- **YOUR TASK**: Having read the material, return every line of it exactly.

== Segment start ==

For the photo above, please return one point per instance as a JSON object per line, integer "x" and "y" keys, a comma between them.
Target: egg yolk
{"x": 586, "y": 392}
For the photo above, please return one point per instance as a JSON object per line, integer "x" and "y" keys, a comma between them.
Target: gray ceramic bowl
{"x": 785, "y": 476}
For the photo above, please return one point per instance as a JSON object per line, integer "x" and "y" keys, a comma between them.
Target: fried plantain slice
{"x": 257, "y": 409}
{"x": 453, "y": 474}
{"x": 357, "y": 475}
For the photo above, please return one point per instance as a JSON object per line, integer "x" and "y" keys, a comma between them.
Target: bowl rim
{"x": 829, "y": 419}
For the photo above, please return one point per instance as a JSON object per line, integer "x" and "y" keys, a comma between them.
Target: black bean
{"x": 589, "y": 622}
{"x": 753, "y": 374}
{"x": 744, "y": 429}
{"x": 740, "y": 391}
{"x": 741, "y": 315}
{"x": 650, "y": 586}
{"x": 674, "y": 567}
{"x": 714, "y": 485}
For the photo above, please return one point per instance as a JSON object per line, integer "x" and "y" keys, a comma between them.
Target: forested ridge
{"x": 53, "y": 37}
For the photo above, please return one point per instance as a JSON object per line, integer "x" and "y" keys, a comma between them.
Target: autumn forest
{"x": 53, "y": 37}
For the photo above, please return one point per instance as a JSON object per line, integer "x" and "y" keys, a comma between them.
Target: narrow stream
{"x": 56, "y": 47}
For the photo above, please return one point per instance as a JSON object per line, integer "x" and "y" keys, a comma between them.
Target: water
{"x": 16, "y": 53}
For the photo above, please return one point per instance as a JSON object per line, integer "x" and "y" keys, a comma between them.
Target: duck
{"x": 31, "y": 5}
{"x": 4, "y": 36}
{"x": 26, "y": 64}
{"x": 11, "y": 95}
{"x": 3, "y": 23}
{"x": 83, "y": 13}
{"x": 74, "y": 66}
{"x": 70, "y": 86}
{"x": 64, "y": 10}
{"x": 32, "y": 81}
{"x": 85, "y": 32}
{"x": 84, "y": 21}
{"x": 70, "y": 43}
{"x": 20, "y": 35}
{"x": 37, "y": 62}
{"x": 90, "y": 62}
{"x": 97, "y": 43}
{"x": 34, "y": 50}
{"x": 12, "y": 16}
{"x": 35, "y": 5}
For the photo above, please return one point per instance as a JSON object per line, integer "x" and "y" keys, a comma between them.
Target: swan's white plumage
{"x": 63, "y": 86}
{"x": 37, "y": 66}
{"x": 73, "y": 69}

== Segment end ==

- **SOLUTION BELOW**:
For the photo above, please return one point per instance as a JSON object per line, integer "x" and "y" keys, a comma between them.
Target: egg yolk
{"x": 586, "y": 392}
For the photo above, please return one point per instance as a JSON object per line, integer "x" and "y" keys, a comma between them.
Target: gray ceramic bowl
{"x": 785, "y": 476}
For the photo above, please return one point per instance as a JSON object per line, integer "x" and "y" keys, a comma between them.
Target: fried plantain slice
{"x": 257, "y": 409}
{"x": 453, "y": 474}
{"x": 357, "y": 475}
For the photo above, please return one point per instance as a JSON object per line, integer "x" and "y" keys, a comma between them.
Target: bowl rim
{"x": 829, "y": 419}
For the photo above, please return one point per instance as a JSON object per line, integer "x" and "y" keys, a comma between them.
Target: black bean
{"x": 589, "y": 622}
{"x": 753, "y": 374}
{"x": 744, "y": 429}
{"x": 740, "y": 391}
{"x": 741, "y": 315}
{"x": 650, "y": 586}
{"x": 674, "y": 567}
{"x": 714, "y": 485}
For the photo above, please return one point per instance as a JSON object per line, integer "x" and "y" keys, a comma between them.
Target: forested ridge
{"x": 53, "y": 37}
For the photo above, please return one point per instance as a JSON object per line, integer "x" and "y" keys, a comma between them.
Target: autumn forest
{"x": 53, "y": 37}
For the photo above, please return one point per instance as a JSON object per line, integer "x" and "y" keys, a comma between them.
Target: narrow stream
{"x": 56, "y": 47}
For the photo above, please return one point per instance as a JSON object per line, integer "x" and "y" keys, a comma between them.
Target: water
{"x": 16, "y": 53}
For the photo above, please return one point per instance as a JSON object per line, integer "x" and "y" keys, a comma between them.
Target: duck
{"x": 31, "y": 5}
{"x": 4, "y": 36}
{"x": 26, "y": 64}
{"x": 11, "y": 95}
{"x": 3, "y": 23}
{"x": 83, "y": 13}
{"x": 74, "y": 66}
{"x": 70, "y": 86}
{"x": 64, "y": 10}
{"x": 32, "y": 81}
{"x": 85, "y": 32}
{"x": 84, "y": 21}
{"x": 70, "y": 43}
{"x": 20, "y": 35}
{"x": 37, "y": 62}
{"x": 90, "y": 62}
{"x": 97, "y": 43}
{"x": 34, "y": 50}
{"x": 12, "y": 16}
{"x": 35, "y": 5}
For the photo above, please return one point per instance as a JSON object per line, integer "x" and "y" keys, a comma between them.
Target: swan's white plumage
{"x": 63, "y": 86}
{"x": 37, "y": 66}
{"x": 73, "y": 69}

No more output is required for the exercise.